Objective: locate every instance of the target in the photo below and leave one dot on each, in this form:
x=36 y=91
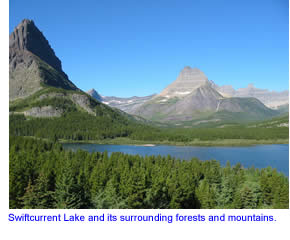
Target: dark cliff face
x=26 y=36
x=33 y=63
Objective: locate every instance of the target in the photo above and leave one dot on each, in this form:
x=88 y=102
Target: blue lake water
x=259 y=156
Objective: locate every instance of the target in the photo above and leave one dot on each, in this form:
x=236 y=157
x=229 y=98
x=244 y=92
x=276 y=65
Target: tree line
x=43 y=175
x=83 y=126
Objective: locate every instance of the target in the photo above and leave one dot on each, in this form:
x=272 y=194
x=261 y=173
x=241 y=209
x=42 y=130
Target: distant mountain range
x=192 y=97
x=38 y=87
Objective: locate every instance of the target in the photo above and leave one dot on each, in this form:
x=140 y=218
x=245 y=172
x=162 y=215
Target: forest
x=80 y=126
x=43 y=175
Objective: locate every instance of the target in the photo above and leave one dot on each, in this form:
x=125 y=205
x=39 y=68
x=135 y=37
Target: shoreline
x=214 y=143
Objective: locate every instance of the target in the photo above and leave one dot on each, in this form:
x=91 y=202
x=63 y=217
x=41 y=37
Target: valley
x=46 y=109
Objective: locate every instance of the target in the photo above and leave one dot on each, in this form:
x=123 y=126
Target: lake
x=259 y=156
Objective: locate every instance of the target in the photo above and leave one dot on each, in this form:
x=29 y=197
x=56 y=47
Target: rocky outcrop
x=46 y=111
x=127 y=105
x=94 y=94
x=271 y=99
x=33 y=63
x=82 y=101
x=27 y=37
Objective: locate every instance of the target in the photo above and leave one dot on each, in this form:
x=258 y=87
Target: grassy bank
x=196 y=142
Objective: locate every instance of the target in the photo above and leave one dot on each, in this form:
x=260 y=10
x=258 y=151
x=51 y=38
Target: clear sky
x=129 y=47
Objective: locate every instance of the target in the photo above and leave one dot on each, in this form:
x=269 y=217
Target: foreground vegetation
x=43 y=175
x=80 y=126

* **Prompt**: Update all the records above so that "leave one dot on each" reads "place a single point on each" wherever it occurs, with everything else left unchanged. Omit the pictures from the updated version.

* **Answer to the exercise**:
Objective: locate every instance of the target in the photo below and place a single point on each, in this form:
x=36 y=91
Target: dark cliff face
x=26 y=36
x=33 y=63
Objective: locate every instance of the target in the photo above and place a single point on each, in this form:
x=88 y=102
Target: blue lake water
x=259 y=156
Objective: locate every instance of the target in the photo above and place a single point on each, in this form:
x=236 y=157
x=229 y=98
x=244 y=92
x=276 y=65
Target: tree line
x=43 y=175
x=83 y=126
Objective: locate every instance of the target in the photo above and place a single point on each, in this form:
x=272 y=194
x=261 y=173
x=241 y=209
x=42 y=130
Target: distant mountain range
x=192 y=97
x=38 y=87
Objective: locate every instance of the target in the photo above and place a single point on each, in this form:
x=140 y=218
x=245 y=172
x=162 y=215
Target: forest
x=80 y=126
x=43 y=175
Objective: locate every instance of the target in the photo above and place a single point on each, in this form:
x=125 y=205
x=39 y=68
x=135 y=37
Target: shoreline
x=214 y=143
Objective: locate every instance of the target in the photo above and place a single point on each, in this form:
x=91 y=202
x=63 y=217
x=41 y=37
Target: valley
x=46 y=109
Objective: locate every instance of the target in the photo above and place a single point on each, in this form:
x=123 y=126
Target: lake
x=259 y=156
Objective: locate every instance of the target in the photo above and place a single point on each, in this form:
x=29 y=197
x=56 y=47
Target: rocky outcrop
x=46 y=111
x=127 y=105
x=94 y=94
x=271 y=99
x=33 y=63
x=82 y=101
x=27 y=37
Objective: locate every instance of the target in the photo above and place a single point on each, in this form:
x=258 y=87
Target: grassy bank
x=196 y=142
Objective: locate every instance of the target in the photo above and place a single point on each, in this form:
x=260 y=10
x=258 y=151
x=51 y=38
Target: clear sky
x=129 y=47
Objective: locate every instance of the target in the photo above and place a single point on each, in this form:
x=269 y=217
Target: foreground vegetation
x=43 y=175
x=80 y=126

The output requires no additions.